* Written request: Find each line in the records below that contains the word "wall" with matching case, and copy every such line.

---- Data supplied

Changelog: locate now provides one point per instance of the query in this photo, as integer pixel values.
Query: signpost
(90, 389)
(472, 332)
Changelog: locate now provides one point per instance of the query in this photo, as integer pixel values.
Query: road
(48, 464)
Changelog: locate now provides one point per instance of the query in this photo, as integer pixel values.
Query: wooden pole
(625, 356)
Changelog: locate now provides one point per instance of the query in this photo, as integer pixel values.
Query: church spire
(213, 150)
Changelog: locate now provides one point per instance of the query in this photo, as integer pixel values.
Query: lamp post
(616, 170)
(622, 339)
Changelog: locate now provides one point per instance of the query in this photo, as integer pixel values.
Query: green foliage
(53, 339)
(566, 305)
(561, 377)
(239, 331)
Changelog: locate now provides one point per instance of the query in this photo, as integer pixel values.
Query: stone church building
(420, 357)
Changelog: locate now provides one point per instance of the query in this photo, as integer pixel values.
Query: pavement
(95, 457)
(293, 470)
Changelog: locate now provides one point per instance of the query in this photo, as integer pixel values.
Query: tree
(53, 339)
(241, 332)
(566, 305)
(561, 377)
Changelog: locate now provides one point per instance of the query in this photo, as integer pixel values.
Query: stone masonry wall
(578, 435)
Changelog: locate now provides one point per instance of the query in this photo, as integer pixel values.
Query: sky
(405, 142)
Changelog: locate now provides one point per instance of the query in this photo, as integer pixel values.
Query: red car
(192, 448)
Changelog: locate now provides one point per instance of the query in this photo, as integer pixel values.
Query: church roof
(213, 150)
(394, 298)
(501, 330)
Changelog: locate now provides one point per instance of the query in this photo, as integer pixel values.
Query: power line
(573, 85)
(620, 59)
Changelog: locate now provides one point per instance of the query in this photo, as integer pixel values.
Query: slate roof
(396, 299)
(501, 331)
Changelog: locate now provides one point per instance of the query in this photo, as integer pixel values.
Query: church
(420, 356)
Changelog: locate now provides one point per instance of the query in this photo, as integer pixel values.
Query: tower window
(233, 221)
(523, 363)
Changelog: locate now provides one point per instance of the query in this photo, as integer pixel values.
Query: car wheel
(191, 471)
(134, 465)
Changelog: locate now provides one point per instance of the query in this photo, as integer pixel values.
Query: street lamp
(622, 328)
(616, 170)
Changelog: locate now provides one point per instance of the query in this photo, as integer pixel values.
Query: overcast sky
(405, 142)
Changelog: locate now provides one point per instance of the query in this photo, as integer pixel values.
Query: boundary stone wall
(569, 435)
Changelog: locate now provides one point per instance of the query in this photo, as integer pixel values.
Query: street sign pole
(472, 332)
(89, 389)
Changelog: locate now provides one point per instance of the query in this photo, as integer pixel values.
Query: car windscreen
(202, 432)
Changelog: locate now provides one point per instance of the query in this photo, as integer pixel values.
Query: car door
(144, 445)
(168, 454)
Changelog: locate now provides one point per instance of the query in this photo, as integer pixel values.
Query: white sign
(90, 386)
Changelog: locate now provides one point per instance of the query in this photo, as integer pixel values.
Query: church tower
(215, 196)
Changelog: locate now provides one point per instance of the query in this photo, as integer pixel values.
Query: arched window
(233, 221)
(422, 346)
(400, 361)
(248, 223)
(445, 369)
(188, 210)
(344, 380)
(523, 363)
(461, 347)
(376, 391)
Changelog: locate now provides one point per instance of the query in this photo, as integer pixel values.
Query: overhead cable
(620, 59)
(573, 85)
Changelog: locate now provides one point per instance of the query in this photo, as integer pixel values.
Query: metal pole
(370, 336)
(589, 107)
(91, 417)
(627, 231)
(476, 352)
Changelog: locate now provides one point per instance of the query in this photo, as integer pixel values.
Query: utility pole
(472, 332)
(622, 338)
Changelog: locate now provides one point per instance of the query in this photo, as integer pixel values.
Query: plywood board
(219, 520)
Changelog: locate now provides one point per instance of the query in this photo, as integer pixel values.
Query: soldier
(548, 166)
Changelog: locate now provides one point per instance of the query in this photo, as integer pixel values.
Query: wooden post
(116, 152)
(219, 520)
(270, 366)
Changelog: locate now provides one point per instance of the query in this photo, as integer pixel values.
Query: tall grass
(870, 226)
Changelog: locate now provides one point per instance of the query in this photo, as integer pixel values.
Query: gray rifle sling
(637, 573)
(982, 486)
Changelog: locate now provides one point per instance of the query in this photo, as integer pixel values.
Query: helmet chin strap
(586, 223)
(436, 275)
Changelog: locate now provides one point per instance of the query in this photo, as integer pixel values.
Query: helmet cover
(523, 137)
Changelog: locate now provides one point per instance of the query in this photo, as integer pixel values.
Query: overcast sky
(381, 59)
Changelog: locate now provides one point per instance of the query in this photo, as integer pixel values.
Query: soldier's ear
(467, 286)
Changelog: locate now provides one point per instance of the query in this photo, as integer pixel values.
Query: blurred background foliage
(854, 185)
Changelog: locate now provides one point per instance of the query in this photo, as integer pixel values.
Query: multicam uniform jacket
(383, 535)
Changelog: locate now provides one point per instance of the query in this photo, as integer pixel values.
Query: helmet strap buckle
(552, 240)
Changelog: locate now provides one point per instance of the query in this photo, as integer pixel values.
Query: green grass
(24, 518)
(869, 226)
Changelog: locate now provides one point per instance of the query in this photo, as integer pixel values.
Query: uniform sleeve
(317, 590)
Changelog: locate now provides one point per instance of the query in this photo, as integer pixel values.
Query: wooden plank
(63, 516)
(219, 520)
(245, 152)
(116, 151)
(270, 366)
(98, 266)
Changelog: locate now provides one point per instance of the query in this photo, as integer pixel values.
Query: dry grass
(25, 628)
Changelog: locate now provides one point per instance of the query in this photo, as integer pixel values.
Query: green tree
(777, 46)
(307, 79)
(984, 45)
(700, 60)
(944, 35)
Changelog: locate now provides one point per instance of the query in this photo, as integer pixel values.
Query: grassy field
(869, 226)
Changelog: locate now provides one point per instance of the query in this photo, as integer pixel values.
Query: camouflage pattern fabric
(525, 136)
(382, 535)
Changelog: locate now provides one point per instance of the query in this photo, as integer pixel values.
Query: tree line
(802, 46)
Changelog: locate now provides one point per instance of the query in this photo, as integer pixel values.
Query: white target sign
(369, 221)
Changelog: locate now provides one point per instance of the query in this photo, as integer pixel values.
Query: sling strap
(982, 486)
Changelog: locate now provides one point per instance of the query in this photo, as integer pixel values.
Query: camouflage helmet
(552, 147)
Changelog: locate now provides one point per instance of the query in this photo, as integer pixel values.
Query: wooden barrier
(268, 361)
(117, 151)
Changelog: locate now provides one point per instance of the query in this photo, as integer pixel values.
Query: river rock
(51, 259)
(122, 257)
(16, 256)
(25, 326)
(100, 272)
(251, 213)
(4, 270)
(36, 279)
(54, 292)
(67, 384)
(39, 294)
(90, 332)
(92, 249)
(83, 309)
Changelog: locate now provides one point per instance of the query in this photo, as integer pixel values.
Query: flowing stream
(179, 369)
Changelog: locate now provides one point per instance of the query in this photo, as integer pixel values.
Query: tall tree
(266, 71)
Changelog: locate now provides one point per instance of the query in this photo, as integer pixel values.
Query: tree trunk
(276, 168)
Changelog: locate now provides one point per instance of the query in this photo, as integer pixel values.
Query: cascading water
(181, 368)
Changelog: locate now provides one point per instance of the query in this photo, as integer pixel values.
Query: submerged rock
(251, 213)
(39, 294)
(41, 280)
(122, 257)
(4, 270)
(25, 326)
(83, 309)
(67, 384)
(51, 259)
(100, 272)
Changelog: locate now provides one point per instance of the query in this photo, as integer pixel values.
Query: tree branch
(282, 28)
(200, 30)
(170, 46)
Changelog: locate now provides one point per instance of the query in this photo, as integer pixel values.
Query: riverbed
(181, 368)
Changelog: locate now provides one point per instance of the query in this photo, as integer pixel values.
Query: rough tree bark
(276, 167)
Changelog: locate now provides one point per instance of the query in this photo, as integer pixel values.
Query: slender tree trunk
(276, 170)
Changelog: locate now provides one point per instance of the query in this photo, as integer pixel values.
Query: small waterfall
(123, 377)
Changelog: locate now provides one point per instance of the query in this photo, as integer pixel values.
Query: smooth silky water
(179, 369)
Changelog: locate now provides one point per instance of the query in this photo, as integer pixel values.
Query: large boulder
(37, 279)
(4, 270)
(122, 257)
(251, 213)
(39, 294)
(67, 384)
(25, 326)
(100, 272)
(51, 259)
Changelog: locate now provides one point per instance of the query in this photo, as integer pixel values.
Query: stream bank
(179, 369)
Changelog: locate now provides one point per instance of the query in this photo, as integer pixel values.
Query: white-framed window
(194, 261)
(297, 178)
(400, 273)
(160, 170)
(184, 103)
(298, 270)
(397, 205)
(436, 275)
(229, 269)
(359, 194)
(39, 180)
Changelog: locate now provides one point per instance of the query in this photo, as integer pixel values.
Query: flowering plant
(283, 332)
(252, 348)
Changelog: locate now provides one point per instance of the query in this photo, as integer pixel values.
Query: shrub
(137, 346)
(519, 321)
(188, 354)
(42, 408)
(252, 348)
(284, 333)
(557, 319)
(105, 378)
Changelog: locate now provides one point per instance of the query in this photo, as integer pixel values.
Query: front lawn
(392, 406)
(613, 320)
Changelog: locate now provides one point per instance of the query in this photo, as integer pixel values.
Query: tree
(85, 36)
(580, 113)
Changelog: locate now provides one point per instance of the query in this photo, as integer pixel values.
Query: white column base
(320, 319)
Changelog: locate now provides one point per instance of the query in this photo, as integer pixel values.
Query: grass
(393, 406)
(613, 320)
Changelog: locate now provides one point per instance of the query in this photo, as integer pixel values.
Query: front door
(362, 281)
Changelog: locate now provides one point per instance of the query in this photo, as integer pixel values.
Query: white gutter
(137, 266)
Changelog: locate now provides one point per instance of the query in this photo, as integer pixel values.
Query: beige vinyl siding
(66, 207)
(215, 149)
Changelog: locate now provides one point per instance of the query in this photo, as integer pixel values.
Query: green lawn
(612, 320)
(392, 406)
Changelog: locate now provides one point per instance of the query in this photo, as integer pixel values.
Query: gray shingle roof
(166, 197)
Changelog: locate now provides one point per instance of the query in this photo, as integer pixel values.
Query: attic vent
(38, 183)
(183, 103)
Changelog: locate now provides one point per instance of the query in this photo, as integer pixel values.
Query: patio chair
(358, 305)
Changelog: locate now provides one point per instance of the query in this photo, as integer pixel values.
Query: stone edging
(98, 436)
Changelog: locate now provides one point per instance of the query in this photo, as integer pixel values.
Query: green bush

--------

* Response:
Query: stone masonry wall
Query: boundary stone wall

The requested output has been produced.